# Task
Pull out every line of the material below and write each one out again word for word, with nothing changed.

# Rows

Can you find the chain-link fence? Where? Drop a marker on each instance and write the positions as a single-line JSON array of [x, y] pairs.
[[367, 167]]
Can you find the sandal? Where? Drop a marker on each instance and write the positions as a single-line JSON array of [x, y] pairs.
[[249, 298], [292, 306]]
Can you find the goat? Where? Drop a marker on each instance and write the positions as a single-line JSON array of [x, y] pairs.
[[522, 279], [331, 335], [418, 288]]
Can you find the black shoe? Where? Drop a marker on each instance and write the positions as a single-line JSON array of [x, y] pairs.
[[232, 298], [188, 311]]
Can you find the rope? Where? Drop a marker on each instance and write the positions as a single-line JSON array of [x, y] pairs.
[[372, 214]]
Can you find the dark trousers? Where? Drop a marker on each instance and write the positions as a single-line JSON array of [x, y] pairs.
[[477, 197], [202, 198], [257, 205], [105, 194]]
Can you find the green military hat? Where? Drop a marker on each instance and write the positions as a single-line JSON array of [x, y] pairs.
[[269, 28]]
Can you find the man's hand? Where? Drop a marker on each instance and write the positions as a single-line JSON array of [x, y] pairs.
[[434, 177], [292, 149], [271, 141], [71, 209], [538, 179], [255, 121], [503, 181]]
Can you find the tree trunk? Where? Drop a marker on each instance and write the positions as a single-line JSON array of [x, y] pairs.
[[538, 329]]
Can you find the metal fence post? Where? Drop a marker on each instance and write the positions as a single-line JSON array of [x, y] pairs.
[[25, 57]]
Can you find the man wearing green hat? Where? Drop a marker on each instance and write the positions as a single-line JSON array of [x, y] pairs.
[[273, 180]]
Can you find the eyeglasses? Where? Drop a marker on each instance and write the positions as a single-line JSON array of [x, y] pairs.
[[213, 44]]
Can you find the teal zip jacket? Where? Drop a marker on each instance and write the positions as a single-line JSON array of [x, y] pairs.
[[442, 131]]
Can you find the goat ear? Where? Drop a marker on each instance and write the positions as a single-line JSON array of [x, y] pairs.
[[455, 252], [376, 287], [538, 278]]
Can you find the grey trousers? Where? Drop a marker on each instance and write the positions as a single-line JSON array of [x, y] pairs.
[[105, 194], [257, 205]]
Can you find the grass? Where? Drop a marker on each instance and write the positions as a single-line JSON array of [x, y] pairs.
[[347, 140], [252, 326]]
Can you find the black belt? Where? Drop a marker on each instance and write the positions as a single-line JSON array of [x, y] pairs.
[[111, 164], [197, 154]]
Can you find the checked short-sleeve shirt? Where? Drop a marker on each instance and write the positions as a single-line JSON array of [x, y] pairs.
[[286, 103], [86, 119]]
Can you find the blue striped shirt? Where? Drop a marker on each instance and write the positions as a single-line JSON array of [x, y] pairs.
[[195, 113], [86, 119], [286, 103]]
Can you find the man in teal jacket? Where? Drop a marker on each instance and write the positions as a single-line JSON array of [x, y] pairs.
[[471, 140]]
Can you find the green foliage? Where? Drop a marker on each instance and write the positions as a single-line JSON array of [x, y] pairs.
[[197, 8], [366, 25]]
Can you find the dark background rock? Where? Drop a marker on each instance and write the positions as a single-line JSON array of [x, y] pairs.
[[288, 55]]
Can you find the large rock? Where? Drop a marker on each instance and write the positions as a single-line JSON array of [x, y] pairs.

# Finished exercise
Can you find the chain-link fence? Where? Drop a marker on each instance and write the positions as a single-line JSON array of [x, y] pairs.
[[367, 167]]
Can you find the sandal? Where? Drop a marker on each instance and write the positions as a single-line JSON array of [x, y] pairs.
[[249, 298], [292, 306]]
Can you find the goat? Where? Drop a marker on each instance and write the positions as a single-line JSON array of [x, y] pairs.
[[522, 279], [331, 335], [418, 288]]
Can you find the black shoe? Where? Drop a marker on each instance and write the positions as a single-line JSON array of [x, y] pairs.
[[232, 298], [188, 311]]
Can you find the rope? Where? Drop a marker on each instance and write the positions as a single-line JSON array of [x, y] pairs.
[[372, 214]]
Can you find the dark trousers? Where? Drop a marker on each instance and write the positions as a single-line JSON array of [x, y] pairs.
[[477, 197], [202, 198], [257, 205], [105, 194]]
Can you find the green military hat? Where? Drop a marker on each instance and write the positions as a single-line JSON array of [x, y] pairs.
[[269, 28]]
Can you find the man's hand? Where? Drop a marker on each instance and write the positions as a single-line JSON array of [x, y] pairs.
[[434, 177], [292, 149], [271, 141], [71, 209], [538, 179], [255, 121], [503, 181]]
Can you find the tree trunk? Where? Drop a marker on each instance and write the positions as a single-line JSON array of [x, y] pairs.
[[538, 329]]
Can you find the metal fence post? Where? Drop a marker on each instance and write the positions as a single-line JSON array of [x, y] pairs.
[[25, 57]]
Can you find the man wearing green hat? Where? Drop a marker on each instance and write the positions as a single-line JSON array of [x, y] pairs.
[[273, 180]]
Can you find the eyeglasses? Where? Drop a marker on each instance and write the positions as a single-line JSON array of [x, y] pairs.
[[213, 44]]
Can you find the teal zip jacket? Where? Drop a marker on each instance and write the positions as a single-line JSON array of [x, y] pairs.
[[442, 131]]
Can you find the goat ear? Where? Drop a marker on each instance and write the positions as a single-line JSON array of [x, y] pairs.
[[455, 252], [376, 287], [538, 278]]
Can you find the grey trousers? Where? Drop a marker on each instance and write the positions as a single-line JSON array of [x, y] pairs.
[[105, 194], [257, 205]]
Can you find the grass? Where? Drop a marker on each instance and write the positions as a single-line JSON array of [x, y] pairs.
[[347, 140], [252, 326]]
Can you find the black belt? Where? Drop a marker on each instance and write the positions as a single-line JSON array of [x, y] pairs.
[[111, 164], [197, 154]]
Can you find the checked short-sleeve shirt? Where? Drop a marker on each instance and write the positions as a single-line JSON array of [x, y] pairs.
[[286, 103], [86, 119]]
Can you find the blue striped shirt? Where? Drop a marker on each instance and write the positions as a single-line JSON array of [x, y] pairs.
[[195, 113], [86, 119], [286, 103]]
Can you find the man in teal jacket? Where? Drop a marker on each instance and write the positions as a single-line JSON array of [x, y] pairs.
[[471, 140]]
Can you find the green foliage? Where? Drop a marker on each instance and write the positions as a single-line JSON array of [x, y] pairs.
[[197, 8], [366, 25]]
Can you find the dark background rock? Where? Drop a marker on each instance and write the positions as a single-line JSON array of [x, y] pairs.
[[288, 55]]
Can you find the large rock? Where? Drop a marker on each instance and write the positions as a single-line JSON array of [x, y] pairs.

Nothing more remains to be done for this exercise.